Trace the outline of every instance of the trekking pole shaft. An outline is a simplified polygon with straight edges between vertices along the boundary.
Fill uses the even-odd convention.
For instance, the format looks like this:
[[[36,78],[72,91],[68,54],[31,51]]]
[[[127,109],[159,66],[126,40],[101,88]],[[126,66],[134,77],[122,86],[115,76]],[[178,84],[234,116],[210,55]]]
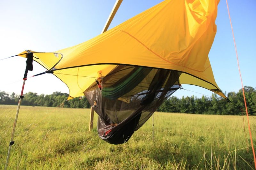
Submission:
[[[14,141],[13,141],[13,138],[14,137],[14,134],[15,132],[15,129],[16,128],[16,124],[17,123],[17,120],[18,118],[18,115],[19,115],[19,112],[20,111],[20,103],[21,102],[21,99],[23,98],[23,90],[24,89],[24,86],[25,85],[25,82],[26,80],[23,80],[23,84],[22,86],[22,89],[21,89],[21,92],[20,93],[20,96],[19,99],[19,103],[18,103],[18,106],[17,108],[17,111],[16,112],[16,117],[15,118],[15,121],[14,122],[14,124],[13,124],[13,128],[12,129],[12,138],[11,139],[11,142],[10,144],[9,145],[9,150],[8,151],[8,154],[7,155],[7,158],[6,159],[6,162],[5,163],[5,166],[4,166],[4,170],[6,170],[7,168],[7,166],[8,166],[8,162],[9,161],[9,158],[10,156],[10,153],[11,153],[11,150],[12,148],[12,146],[14,143]]]

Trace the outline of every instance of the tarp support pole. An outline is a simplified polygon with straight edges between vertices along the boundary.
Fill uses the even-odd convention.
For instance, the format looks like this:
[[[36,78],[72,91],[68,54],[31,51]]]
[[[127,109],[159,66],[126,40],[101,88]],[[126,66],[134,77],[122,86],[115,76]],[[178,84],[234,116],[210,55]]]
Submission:
[[[110,14],[109,14],[109,16],[108,17],[108,18],[106,23],[104,26],[104,27],[103,28],[103,29],[101,32],[101,33],[105,32],[108,30],[108,27],[109,26],[111,22],[112,21],[112,20],[113,19],[115,15],[116,15],[116,11],[117,11],[117,10],[118,10],[118,8],[119,8],[119,7],[120,6],[120,5],[121,4],[122,2],[123,2],[123,0],[116,0],[116,3],[115,3],[115,4],[113,7],[113,8],[112,9],[112,11],[111,12],[110,12]],[[90,131],[91,129],[92,128],[93,126],[94,113],[94,111],[93,109],[92,109],[92,106],[91,106],[90,121],[89,123],[90,124],[89,125],[89,131]]]
[[[20,111],[20,103],[21,102],[21,100],[23,98],[23,90],[24,89],[24,86],[25,85],[25,82],[26,80],[24,80],[23,81],[23,85],[22,86],[22,89],[21,89],[21,92],[20,93],[20,98],[19,99],[19,103],[18,103],[18,106],[17,108],[17,111],[16,112],[16,117],[15,118],[15,121],[14,122],[14,124],[13,124],[13,128],[12,129],[12,138],[11,139],[11,142],[10,142],[10,144],[9,145],[9,150],[8,151],[8,154],[7,155],[7,158],[6,159],[6,162],[5,163],[5,166],[4,166],[4,170],[6,170],[7,169],[7,167],[8,166],[8,162],[9,161],[9,158],[10,156],[10,153],[11,153],[11,150],[12,148],[12,146],[14,144],[14,141],[13,141],[13,138],[14,137],[14,134],[15,132],[15,129],[16,128],[16,125],[17,124],[17,120],[18,118],[18,115],[19,115],[19,112]]]
[[[93,114],[94,114],[94,110],[92,107],[91,107],[91,114],[90,114],[90,124],[89,124],[89,131],[92,129],[93,127]]]
[[[7,155],[7,158],[6,159],[6,162],[5,165],[4,166],[4,170],[6,170],[7,167],[8,166],[8,162],[9,161],[9,158],[10,157],[11,154],[11,150],[12,148],[12,146],[14,144],[13,141],[13,138],[14,137],[14,134],[15,132],[15,129],[16,128],[16,125],[17,124],[17,120],[18,119],[18,115],[19,112],[20,111],[20,103],[21,102],[21,100],[24,96],[23,96],[23,91],[24,90],[24,87],[25,86],[25,82],[27,80],[27,76],[28,75],[28,71],[32,71],[33,70],[33,53],[28,53],[26,55],[26,58],[28,59],[26,61],[26,68],[25,69],[25,73],[24,74],[24,77],[23,77],[23,84],[21,88],[21,92],[20,92],[20,96],[19,99],[19,103],[18,103],[18,107],[17,108],[17,111],[16,112],[16,117],[15,118],[15,121],[13,124],[13,128],[12,129],[12,138],[11,139],[11,142],[9,144],[9,150],[8,151],[8,154]]]

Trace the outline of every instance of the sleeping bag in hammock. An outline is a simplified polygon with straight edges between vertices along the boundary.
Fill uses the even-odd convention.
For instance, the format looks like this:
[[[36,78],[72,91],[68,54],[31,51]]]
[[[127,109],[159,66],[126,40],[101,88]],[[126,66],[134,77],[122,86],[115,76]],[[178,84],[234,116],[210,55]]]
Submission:
[[[181,74],[119,65],[107,76],[98,79],[84,95],[99,115],[99,136],[115,144],[128,141],[164,100],[180,88]]]

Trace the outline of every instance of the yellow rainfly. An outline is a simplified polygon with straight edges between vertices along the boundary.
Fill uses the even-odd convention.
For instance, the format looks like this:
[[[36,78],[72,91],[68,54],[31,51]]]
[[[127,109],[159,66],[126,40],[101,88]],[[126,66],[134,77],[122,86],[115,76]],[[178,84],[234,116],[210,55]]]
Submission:
[[[33,53],[34,60],[68,87],[68,99],[84,95],[117,65],[182,72],[180,84],[227,97],[214,80],[208,54],[217,31],[219,0],[164,1],[87,41],[53,53]],[[101,74],[99,73],[100,73]]]

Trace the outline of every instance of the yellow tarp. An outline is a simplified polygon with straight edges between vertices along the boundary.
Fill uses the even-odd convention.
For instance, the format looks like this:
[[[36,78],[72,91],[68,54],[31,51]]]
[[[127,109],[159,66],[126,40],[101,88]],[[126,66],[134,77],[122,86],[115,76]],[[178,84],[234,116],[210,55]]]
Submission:
[[[219,1],[164,1],[57,53],[34,53],[34,60],[53,70],[66,84],[68,99],[83,96],[99,72],[105,76],[117,65],[178,70],[184,73],[180,84],[200,86],[226,98],[215,81],[208,57],[216,31]],[[22,54],[26,53],[19,55],[25,57]]]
++++++++++++++++++++
▸ **Prompt**: Copy out, word for word, every line of the listing from the line containing "Trace the outline of every instance of the yellow rainfly." through the final line of the listing, including both.

▸ **Solved exercise**:
Trace the outline of every instance of the yellow rainfly. An outline is a simplified polygon with straight edges between vertices along the boundary.
Fill uses the even-odd convention.
For instance, the format looks like this:
[[[36,78],[72,91],[68,54],[31,51]]]
[[[127,109],[159,66],[126,40],[101,88]],[[126,66],[134,77],[122,86],[115,76]],[[178,84],[234,116],[210,55]]]
Submission:
[[[33,53],[34,60],[68,87],[68,99],[84,95],[117,65],[182,72],[180,84],[227,97],[214,80],[208,54],[217,31],[219,0],[164,1],[87,41],[53,53]],[[101,74],[99,73],[100,73]]]

Trace the outline of every instance of the yellow tarp. An outline is a simplified polygon with straight edges between vertices along the boundary.
Fill uses the even-odd convention.
For instance, the format looks like this:
[[[36,78],[72,91],[68,54],[31,51]]]
[[[127,109],[159,66],[126,40],[101,88]],[[126,66],[134,77],[122,86],[115,76]],[[178,84],[234,116],[210,55]]]
Submission:
[[[219,1],[164,1],[57,53],[34,53],[34,60],[53,70],[66,84],[68,99],[83,96],[99,72],[105,76],[117,65],[178,70],[184,73],[180,84],[200,86],[226,98],[215,81],[208,57],[216,31]],[[22,54],[26,53],[19,55],[25,57]]]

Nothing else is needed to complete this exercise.